── FRAGMENTO DE LECTURA ──
De la revisión de los informes presentados por Petroecuador queda claro que la estatal petrolera no solo maneja “la riqueza hidrocarburífera de la Patria”, sino que es pródiga en negligencia y atesora inusuales reservas de ineptitud: un derrame cada dos días en lo que va del año, instalaciones descuidadas y corroídas dentro de una reserva natural, información escatimada a los potenciales afectados por el crudo, planes de contingencia inadecuados e incumplidos... Un caso ejemplar con el que se apelará, por contraste, a las bondades de la privatización. Pero la calentura no está en las sábanas. Lo cierto es que las operaciones de las compañías privadas en los parques nacionales, además de ilegales, ni siquiera están sujetas a la mirada pública que existe sobre el Cuyabeno. En sus concesiones, en sus pequeños estados, las empresas gobiernan el flujo de gente e información, son socias del Ejército y manejan paraejércitos, y en lo ambiental, se autoauditan, por lo que la comparación no cabe.



Por otro lado, no es solo la inutilidad la que percola; detrás del derrame está la viveza también. Una primera mirada insinúa una viveza –reportar como atentados derrames producidos por descuido– para encubrir la inutilidad. Así lo sugiere el cambio en la proporción de las causas de los derrames reportadas por Petroecuador. Mientras que en 2003 y 2004, respectivamente un 25% y 22% de los derrames fueron reportados como sabotajes, en 2005 esta cifra subió a un 41%, y en lo que va del año ya alcanza el 39%. Por contraste, el porcentaje de los derrames por corrosión ha disminuido. Lo sospechoso es que, a pesar de ser las mismas instalaciones, unos años más viejas, en los pozos que aumentan los derrames por atentados disminuyen aquellos por corrosión (ver gráfico). De ser éste el caso, serían mentiras en aras de la imagen corporativa; casi publicidad.
───
- [ENUNCIADO 1] Según el texto sobre los derrames de Petroecuador, ¿qué porcentaje de los derrames se reportó como sabotaje en 2005?
- [ENUNCIADO 2] Prosigue el texto sobre los derrames de Petroecuador a partir de su última oración.
Los datos no tienen ningún papel en esto.
── ENTRADAS DE DATOS ──
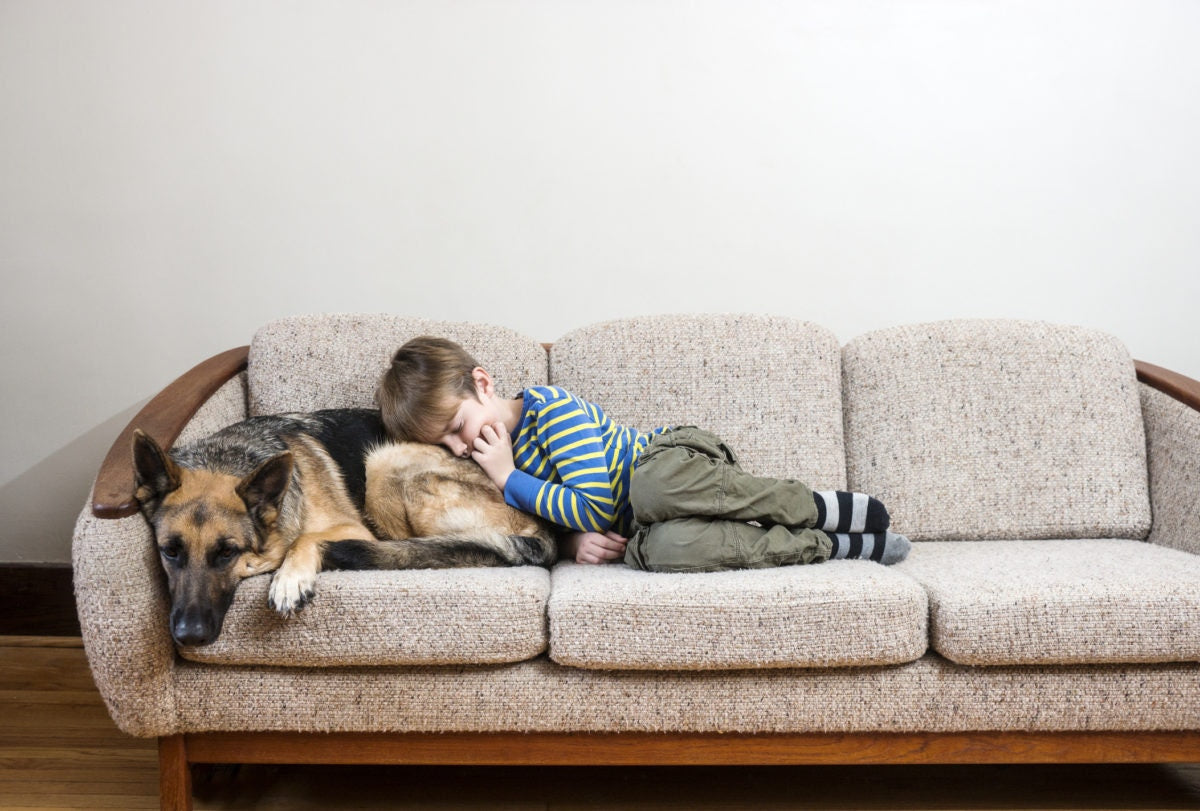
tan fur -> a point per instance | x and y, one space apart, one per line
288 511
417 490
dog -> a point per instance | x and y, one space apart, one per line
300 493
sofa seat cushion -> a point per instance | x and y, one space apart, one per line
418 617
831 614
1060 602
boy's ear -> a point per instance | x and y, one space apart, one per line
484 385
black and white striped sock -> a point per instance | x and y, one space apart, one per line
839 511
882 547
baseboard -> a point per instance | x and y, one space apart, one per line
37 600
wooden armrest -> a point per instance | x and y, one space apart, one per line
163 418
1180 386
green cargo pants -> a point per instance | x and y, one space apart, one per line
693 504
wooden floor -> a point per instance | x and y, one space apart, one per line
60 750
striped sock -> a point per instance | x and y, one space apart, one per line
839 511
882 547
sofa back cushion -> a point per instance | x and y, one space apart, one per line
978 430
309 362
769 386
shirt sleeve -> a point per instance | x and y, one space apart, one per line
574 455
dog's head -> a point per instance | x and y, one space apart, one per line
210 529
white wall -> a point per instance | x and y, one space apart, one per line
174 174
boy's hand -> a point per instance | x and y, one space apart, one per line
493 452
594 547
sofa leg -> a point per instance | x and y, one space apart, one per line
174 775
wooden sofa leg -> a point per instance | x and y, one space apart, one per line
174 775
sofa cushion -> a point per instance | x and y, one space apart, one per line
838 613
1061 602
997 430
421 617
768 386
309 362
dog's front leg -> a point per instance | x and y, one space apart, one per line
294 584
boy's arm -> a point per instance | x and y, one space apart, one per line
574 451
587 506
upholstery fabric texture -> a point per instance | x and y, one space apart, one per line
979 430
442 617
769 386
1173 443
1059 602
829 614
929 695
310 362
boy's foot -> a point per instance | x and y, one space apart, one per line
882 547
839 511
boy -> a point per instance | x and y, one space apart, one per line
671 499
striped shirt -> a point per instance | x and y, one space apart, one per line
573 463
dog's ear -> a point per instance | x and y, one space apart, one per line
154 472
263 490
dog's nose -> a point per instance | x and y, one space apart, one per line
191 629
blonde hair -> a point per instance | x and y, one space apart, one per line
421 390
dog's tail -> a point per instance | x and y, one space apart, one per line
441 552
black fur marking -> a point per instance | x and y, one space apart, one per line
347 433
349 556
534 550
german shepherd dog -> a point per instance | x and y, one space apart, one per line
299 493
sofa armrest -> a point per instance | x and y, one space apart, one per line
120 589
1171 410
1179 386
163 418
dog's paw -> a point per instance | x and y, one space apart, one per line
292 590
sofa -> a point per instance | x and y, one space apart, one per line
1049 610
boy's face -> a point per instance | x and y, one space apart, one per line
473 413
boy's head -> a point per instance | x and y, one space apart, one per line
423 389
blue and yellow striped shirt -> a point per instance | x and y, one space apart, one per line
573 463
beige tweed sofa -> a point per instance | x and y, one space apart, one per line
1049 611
───
- [RESULTADO DEL EJERCICIO 1] Un 41%.

- [RESULTADO DEL EJERCICIO 2]
Sin embargo, cuando entran en el análisis los beneficiarios de los derrames –que los hay– el asunto es menos “venial”. Además, en el caso del Cuyabeno 8 las fotografías del corte del tubo y los peritajes no dejan duda de que se trató de un atentado premeditado, no de un accidente. Los presuntos saboteadores ya están bajo investigación: Piedad Borja y sus hijos Édison y Mauricio Gómez Borja, campesinos por cuya finca pasa la tubería. El móvil sería el reclamo de las indemnizaciones por parte de Petroecuador, más rentables que los macilentos cultivos que la brea cubrió.

Tras esta versión del delito se atisba una imagen que nos habla de la relación de la cultura nacional con la Amazonía. Ahí habita para nosotros el criminal, el salvaje, el integrante de las hordas gutierristas: el Otro que impide el progreso nacional, limpio, ético, racional. Siempre, claro, que aceptemos que lo racional y ético es sacar la riqueza de la región por un tubo, corroído y hediondo, pero hermético. Ciertamente, nos disgustan estos desalmados intentos por retener migajas de la riqueza petrolera donde ésta se origina; nos muestran desnudas las contradicciones del desarrollo petrolero. Igual desagrado nos causa que los sionas intenten acaparar los insalubres puestos de trabajo generados por el derrame, aunque eso signifique un retraso en la remediación. Tal codicia, nos decimos, es incompatible con el papel de “guardianes de la naturaleza” que les hemos asignado. Los gobiernos locales también buscan beneficio en la malaventura; como el municipio de Putumayo, que como indemnización pide que Petroproducción construya un tren “ecológico” y un teleférico hacia las lagunas, lo que seguramente causaría un impacto mayor que el mismo derrame.

La hipótesis de las indemnizaciones a colonos como único móvil sería plausible de no ser por dos detalles. Primero, que hay evidencia de que hubo complicidad dentro de Petroecuador –según versiones recogidas por miembros de la comisión veedora del incidente, el flujo en la tubería lesionada fue suspendido mientras se hacía el corte; hasta ahora Petroecuador no entrega los registros de flujo de la noche en que ocurrió el derrame para que se confirme o se desmienta esa versión.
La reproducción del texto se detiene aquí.